■ Document extract:
____

Personal LOC is better because limits are higher and rates lower.
In this case, it would depend on the duration of the emergency, and the risk tolerance of the individual.
A major home repair or car repair is ok on a LOC, as long as all other aspects of the finances are secure (job, savings, etc.)

One issue with using LOC is that interest starts to become due right from 1st month.
During periods of financial stress, having to pay LOC interest is an additional burden.
Those that rely exclusively on credit based products for emergency funds often find themselves shuffling money from account to account (i.e. paying one credit account from another).

Higher emergency funds are a good idea for those that can't tolerate longer periods of unemployment, can't reloacte easily, or have external liabilities, such as supporting elderly parents/grandparents.


----------



## Just a Guy (Mar 27, 2012)

I remember living debt free for years, biggest mistake I ever made. 

Had I been smarter back then I would have gotten a heloc and bought good investments and real estate, deducted the interest against the cash flow they generated and been much further ahead than I am today. 

I did eventually wake up to the power of OPM and leverage and was amazed at how quickly your net worth could increase. The trick was to learn to spot good investments. 

For picking stocks, understanding the market and the companies you invest in are key. When I buy companies I use and understand, I make money. When I bought "hot sectors" that were "highly touted", I usually lost. Books like a random walk down Wall Street, and millionaire mind come top of mind to me.

____

■ Stored data:
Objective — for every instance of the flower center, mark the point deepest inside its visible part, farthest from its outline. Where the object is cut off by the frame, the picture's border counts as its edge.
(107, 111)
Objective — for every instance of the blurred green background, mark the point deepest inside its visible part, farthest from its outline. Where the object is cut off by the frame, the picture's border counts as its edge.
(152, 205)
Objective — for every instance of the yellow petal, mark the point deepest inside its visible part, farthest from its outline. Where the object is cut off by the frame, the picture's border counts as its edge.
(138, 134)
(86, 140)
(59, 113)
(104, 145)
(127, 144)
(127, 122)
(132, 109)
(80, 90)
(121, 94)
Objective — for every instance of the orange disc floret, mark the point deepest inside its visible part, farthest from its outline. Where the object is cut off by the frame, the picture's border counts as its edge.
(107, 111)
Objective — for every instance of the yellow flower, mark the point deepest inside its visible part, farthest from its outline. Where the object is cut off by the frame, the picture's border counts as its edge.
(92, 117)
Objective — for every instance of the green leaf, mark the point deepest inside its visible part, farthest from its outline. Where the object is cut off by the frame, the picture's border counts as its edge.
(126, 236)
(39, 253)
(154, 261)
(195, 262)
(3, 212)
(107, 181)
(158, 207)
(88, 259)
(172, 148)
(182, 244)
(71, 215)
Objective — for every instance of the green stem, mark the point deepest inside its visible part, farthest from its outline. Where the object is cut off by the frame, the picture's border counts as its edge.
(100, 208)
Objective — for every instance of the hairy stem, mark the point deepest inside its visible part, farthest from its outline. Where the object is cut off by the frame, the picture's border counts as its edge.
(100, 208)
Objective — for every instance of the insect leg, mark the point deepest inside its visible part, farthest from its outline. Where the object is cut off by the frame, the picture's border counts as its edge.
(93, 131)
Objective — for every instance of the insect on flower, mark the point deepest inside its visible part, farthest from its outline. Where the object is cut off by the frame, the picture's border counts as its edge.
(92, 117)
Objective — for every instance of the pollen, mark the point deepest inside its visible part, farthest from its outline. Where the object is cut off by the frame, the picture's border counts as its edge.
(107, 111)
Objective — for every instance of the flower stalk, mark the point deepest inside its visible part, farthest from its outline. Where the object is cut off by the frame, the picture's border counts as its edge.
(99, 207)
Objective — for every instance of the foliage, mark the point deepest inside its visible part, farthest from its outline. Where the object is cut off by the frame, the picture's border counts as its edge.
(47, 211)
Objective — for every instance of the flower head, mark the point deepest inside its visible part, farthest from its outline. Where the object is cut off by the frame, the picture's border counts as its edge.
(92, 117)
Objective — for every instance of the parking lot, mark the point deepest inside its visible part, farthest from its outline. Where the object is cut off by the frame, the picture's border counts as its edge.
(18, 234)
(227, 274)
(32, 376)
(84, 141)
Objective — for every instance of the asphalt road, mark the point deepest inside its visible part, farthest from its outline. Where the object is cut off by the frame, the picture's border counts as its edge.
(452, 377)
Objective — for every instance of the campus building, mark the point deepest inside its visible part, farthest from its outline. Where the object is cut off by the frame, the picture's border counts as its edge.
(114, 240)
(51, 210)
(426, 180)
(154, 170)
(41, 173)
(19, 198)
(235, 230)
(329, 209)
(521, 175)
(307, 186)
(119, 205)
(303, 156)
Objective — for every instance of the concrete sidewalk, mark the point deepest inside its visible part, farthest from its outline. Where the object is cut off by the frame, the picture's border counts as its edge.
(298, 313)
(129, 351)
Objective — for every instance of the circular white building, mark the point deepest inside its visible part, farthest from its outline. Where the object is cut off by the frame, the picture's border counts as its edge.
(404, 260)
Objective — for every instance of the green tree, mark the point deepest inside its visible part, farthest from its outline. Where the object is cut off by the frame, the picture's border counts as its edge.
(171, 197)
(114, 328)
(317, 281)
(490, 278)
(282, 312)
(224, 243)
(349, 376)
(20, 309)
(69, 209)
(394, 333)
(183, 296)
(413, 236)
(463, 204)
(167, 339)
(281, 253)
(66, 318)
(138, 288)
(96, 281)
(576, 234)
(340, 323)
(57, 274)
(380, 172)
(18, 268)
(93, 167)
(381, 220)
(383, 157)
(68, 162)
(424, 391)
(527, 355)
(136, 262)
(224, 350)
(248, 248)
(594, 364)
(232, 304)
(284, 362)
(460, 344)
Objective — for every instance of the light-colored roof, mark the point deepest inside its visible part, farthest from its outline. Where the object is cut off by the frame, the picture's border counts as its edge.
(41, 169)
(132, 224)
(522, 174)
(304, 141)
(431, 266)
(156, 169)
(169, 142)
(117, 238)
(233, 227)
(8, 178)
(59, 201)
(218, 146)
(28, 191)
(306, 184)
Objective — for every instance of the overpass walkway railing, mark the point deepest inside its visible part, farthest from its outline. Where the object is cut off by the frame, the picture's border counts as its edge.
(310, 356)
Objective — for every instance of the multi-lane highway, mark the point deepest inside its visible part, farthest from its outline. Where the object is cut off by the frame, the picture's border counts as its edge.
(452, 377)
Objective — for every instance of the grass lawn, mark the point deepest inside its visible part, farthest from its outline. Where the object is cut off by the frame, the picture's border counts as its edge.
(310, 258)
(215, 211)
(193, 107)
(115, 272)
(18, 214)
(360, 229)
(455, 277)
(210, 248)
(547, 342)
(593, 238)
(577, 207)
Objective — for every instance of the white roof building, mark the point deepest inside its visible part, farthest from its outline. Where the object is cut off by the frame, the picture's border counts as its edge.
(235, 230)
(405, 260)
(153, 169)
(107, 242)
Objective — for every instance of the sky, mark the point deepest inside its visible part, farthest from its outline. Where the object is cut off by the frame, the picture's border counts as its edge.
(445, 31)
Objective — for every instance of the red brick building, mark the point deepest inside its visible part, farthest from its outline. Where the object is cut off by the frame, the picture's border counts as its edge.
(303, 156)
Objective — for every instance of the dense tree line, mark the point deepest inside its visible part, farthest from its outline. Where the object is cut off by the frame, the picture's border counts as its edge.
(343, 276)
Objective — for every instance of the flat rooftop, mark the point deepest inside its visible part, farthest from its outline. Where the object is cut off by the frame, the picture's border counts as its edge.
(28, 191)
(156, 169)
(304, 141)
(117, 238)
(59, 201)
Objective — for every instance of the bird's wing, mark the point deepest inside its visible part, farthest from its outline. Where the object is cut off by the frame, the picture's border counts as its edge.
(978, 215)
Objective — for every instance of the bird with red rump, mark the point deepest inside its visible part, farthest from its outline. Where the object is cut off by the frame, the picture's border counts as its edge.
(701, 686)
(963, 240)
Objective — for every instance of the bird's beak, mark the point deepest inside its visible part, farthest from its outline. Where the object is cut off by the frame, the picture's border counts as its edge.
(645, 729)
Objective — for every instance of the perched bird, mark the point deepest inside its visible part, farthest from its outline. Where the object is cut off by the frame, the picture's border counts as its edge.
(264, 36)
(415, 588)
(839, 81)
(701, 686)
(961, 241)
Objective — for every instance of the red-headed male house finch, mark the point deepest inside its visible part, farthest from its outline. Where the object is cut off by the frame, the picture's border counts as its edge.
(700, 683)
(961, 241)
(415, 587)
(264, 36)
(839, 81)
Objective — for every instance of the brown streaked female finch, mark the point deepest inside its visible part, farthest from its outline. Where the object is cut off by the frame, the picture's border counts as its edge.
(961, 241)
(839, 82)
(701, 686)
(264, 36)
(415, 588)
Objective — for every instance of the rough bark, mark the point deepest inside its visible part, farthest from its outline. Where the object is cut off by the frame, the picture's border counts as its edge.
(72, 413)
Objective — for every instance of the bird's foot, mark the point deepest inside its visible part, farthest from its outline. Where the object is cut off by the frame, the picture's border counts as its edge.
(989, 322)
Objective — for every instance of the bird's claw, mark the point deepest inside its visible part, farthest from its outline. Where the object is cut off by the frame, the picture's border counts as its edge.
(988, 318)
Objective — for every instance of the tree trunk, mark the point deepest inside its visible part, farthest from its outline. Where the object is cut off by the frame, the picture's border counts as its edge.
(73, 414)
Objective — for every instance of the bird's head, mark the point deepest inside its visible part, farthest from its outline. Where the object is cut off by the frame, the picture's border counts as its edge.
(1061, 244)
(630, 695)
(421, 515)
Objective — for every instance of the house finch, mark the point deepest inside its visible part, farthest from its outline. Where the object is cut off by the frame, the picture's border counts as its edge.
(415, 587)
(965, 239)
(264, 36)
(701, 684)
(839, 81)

____

■ Task set:
1. In the forum thread on emergency funds, when does interest on a line of credit start to become due?
2. Print the part of the forum thread on emergency funds starting at "A major home" and ending at "(Mar 27, 2012)".
3. Proceed with the forum thread on emergency funds, picking up after its last sentence.
You can complete this work without the records.

■ Results by task:
1. Interest becomes due right from the first month.

2.
A major home repair or car repair is ok on a LOC, as long as all other aspects of the finances are secure (job, savings, etc.)

One issue with using LOC is that interest starts to become due right from 1st month.
During periods of financial stress, having to pay LOC interest is an additional burden.
Those that rely exclusively on credit based products for emergency funds often find themselves shuffling money from account to account (i.e. paying one credit account from another).

Higher emergency funds are a good idea for those that can't tolerate longer periods of unemployment, can't reloacte easily, or have external liabilities, such as supporting elderly parents/grandparents.


----------



## Just a Guy (Mar 27, 2012)

3.
For real estate, I've recommended a site many times, as it gives, in my opinion, the best advice out there.


----------



## Mall Guy (Sep 14, 2011)

Simon Says said:


> I`m 35 years old and my wife is 34. . . how the banks are there to make money for themselves and how the financial advisors at the banks really have no financial training, only sales training. How the MER at banks will drain your returns and how your options are limited. I want to do the right thing with this money but I`m worried I`ll make a mistake and it will take me 20 years to figure it out. I don`t expect double digit returns and I know my investor profile is moderate to conservative . . .


You have time . . . So buy CND banks for their 4% dividends . . . and profit off of their clients playing those fees . . . add on pull backs, and add really big solid names over time . . . go self directed, and stop worrying about the trading fee . . . you will quickly get it down to $9.95/trade . . . do you really think the CDN Gov will let any of the big 5 fail !!!


----------



## Simon Says (Jan 5, 2013)

*Thank you all*

Thank you all for the great advice! I'm a little hesitant about using HELOC money to invest but I just may not fully understand it yet. I also agree that the government would never let any of the big 5 fail. I'm going to look for some of the books that have been recommended and see what I can figure out. I have a couple months left before it's time to open the accounts and get started so I have a bit of time to get the reading done.

Thanks,

Simon


----------



## Oldroe (Sep 18, 2009)

Contributing enough to drop you down 1 tax bracket is a good strategy.

Build a solid base of div. stocks then 5% for more risk more reward, if you get comfortable with the markets.


----------



## doctrine (Sep 30, 2011)

Definitely read some books. I personally like Jeremy Siegel's "Stocks for the Long Run", which will make you a believer in the long term returns that can be provided by owning part of a successful company. I also liked "Four Pillars of Investing" by William Bernstein, and of course the classic "The Intelligent Investor" by Benjamin Graham. I have been very successful managing my own capital; the bottom line is that no one will care as much about your money as you.


----------



## the-royal-mail (Dec 11, 2009)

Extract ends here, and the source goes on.